Jesus amazes people with words of wisdom - Catholic Courier
(Courier illustration by Linda Jeanne Rivers) (Courier illustration by Linda Jeanne Rivers)

Jesus amazes people with words of wisdom

Jesus amazes people with words of wisdom
Bible Accent: Healing
Saint for Today: St. Wulfstan

Jesus amazes people with words of wisdom

Jesus was in the synagogue on the Sabbath day. Someone handed him a scroll, which contained a passage from the prophet Isaiah. He unrolled the scroll and read out loud. “The Spirit of the Lord is upon me, because he has anointed me to bring glad tidings to the poor. He has sent me to proclaim liberty to captives and recovery of sight to the blind, to let the oppressed go free, and to proclaim a year acceptable to the Lord.”
 
Jesus rolled the scroll back up and handed it to the attendant. Then he looked at the people in the synagogue and said to them, “Today this scripture passage is fulfilled in your hearing.”
 
Everyone was amazed by what Jesus said, and how politely and respectfully he spoke to them. They also asked each other, “Isn’t this the son of Joseph?”
 
Jesus, knowing the thoughts and questions of the people, said, “Surely you will quote me this proverb, ‘Physician, cure yourself’ … Amen, I say to you, no prophet is accepted in his own place.” Then Jesus reminded them of the prophet Elijah who was not sent to help a widow in Israel, but one who was in Sidon. And also of Elisha, who did not cleanse the lepers of Israel, but only Naaman, who lived in Syria.
 
When the people heard these words, they no longer praised the gracious words of Jesus. Instead they felt insulted and became very angry. They rose up not as a group, but as a mob that wanted to hurt Jesus. They tried to take him to the top of a nearby hill and throw him off of it, but the Spirit protected Jesus, and he walked through the crowd of people without being noticed, and he left in safety.
 
After leaving the synagogue, Jesus went to Capernaum, which is in Galilee. Once again, he amazed the people there with his words of wisdom. A man with an unclean spirit challenged Jesus by saying, “What have you to do with us, Jesus of Nazareth? Have you come to destroy us? I know who you are — the Holy One of God.”
 
Jesus said to the spirit in the man, “Be quiet! Come out of him!” The spirit threw the man on the ground, but came out of the man without harming him. The story of this miracle quickly spread about the power and authority of Jesus.
 
READ MORE ABOUT IT:
Luke 4
 
Q&A
1. What did Jesus say after he read from the scroll?
2. Who did the unclean spirit say Jesus was?

Prompt 1
List every place name mentioned in the Catholic Courier story about Jesus amazing people with his words of wisdom, in the order each first appears.
Prompt 2
Continue the Catholic Courier page about Jesus amazing people with his words of wisdom from its last line.

Material provided

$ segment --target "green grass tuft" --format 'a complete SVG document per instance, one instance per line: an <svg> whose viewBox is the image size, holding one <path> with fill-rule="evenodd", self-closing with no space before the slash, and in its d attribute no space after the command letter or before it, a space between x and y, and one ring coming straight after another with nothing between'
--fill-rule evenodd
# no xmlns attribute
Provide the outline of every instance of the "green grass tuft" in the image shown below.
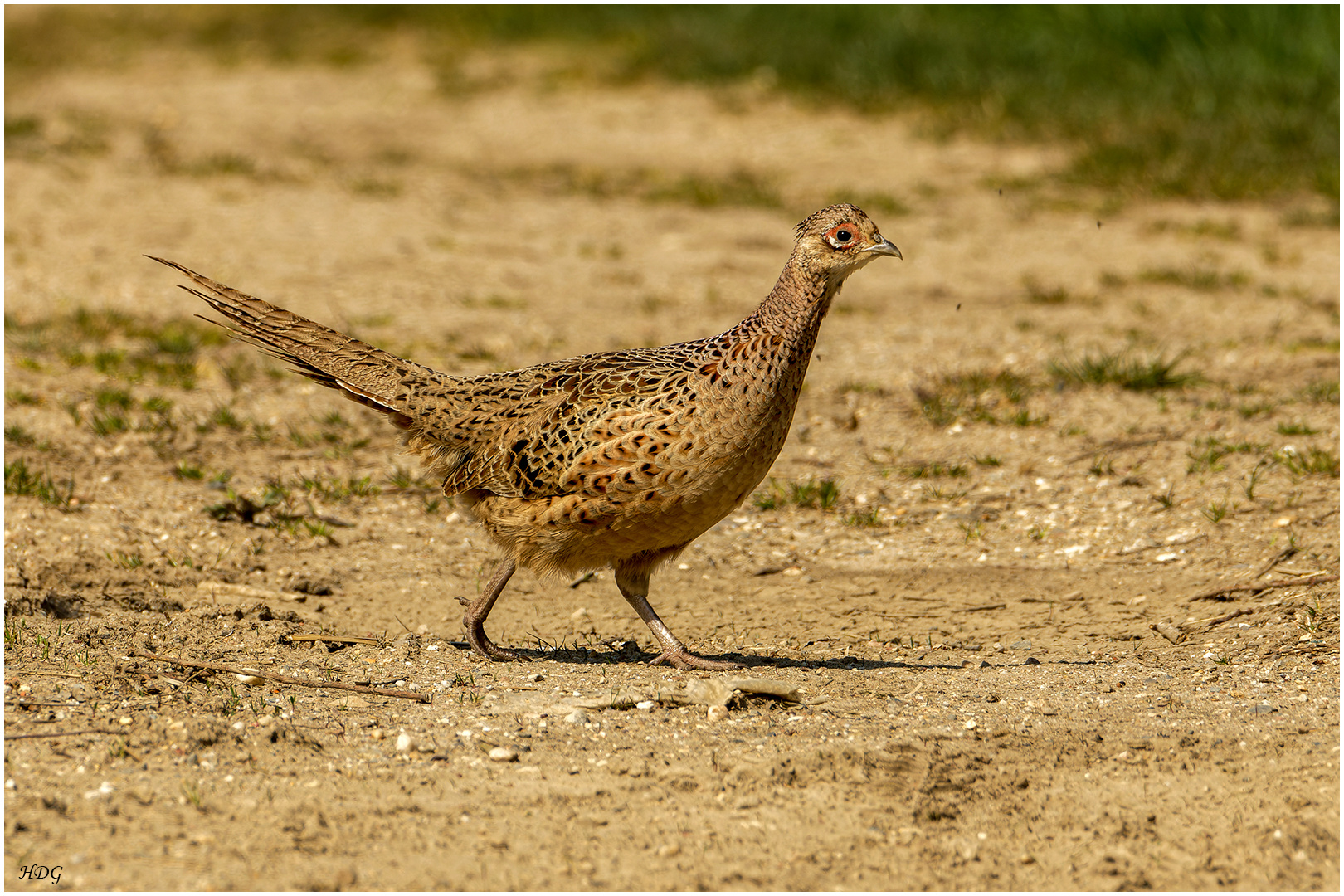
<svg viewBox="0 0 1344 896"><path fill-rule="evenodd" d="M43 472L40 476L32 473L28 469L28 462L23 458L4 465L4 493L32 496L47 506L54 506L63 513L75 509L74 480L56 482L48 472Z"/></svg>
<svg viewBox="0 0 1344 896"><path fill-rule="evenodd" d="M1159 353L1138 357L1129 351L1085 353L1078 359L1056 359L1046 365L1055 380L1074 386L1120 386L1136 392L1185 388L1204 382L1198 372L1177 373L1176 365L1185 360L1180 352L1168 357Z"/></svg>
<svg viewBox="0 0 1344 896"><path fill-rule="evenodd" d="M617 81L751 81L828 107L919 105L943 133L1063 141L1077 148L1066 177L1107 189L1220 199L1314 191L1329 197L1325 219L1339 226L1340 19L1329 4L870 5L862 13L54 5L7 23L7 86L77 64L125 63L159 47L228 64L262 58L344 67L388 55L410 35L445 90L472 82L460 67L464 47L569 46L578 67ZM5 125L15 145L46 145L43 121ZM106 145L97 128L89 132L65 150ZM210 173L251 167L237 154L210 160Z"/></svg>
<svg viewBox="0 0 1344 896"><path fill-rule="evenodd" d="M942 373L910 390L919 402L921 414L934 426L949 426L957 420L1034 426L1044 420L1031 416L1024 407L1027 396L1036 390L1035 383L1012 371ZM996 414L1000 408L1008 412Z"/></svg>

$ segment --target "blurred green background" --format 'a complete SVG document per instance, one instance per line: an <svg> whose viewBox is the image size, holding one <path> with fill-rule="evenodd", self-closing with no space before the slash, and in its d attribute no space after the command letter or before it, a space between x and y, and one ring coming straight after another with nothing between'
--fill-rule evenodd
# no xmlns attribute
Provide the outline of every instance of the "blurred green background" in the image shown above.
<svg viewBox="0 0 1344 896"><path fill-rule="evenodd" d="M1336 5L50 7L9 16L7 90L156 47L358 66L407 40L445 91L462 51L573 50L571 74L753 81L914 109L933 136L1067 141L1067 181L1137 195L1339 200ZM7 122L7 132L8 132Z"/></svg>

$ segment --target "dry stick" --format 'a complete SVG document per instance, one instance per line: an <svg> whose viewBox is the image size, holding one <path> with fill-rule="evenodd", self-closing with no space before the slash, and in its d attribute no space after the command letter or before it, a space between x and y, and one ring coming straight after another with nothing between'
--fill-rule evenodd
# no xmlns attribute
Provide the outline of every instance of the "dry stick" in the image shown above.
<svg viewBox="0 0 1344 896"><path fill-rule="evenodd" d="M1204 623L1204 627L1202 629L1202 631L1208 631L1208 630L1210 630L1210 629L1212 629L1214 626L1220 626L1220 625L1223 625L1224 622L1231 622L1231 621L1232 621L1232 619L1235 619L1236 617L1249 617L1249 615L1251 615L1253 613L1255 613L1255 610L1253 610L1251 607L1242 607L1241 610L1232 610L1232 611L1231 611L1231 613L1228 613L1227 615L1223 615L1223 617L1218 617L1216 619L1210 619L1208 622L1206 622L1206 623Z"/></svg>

Expected output 1
Israel, Sidon, Syria, Capernaum, Galilee, Nazareth

Expected output 2
Bible Accent: Healing

If someone was sick during the time of the Old Testament, there was no clinic or hospital to go to. There were no doctors as we know them today, either. Most medicines they had at the time were made from herbs and other plants and certain oils. Olive oil and sometimes honey were used as salves to treat wounds, and wine was one of the few painkillers available. By the time of the New Testament there were practicing doctors, but their knowledge of medicine and biology was still very basic. Luke was a doctor. Archaeologists have discovered some evidence that some doctors were surgeons who treated broken bones and even head injuries. Some of the plant-based and herbal medicines discovered so many years ago are still used today because of their effectiveness. Many years from now, some of the medical practices that are used today may seem strange to the people of the future. Let us always pray to God for good health.

Saint for Today: St. Wulfstan

Wulfstan (1008-1095) was born in Warwickshire, England, and eventually ordained a priest. During a certain Mass the delicious smell of roasting beef drifted in through the church window. Because Wulfstan was distracted by the aroma, he vowed to be a vegetarian from that point on. He did not want anything to interfere with his concentration during Mass or private prayer. When he was serving as a novice in Worcester, he taught young children and eventually was treasurer of the church. In spite of his busy schedule, he devoted many hours to devotion, often staying awake all night in prayer. When he was appointed bishop, he would deliver eloquent sermons that earned him the love and admiration of his congregations. When he had young men studying under him, he would expect them to follow his example by performing menial duties, such as cleaning in the kitchen and serving meals to the poor. We remember him on Jan. 19.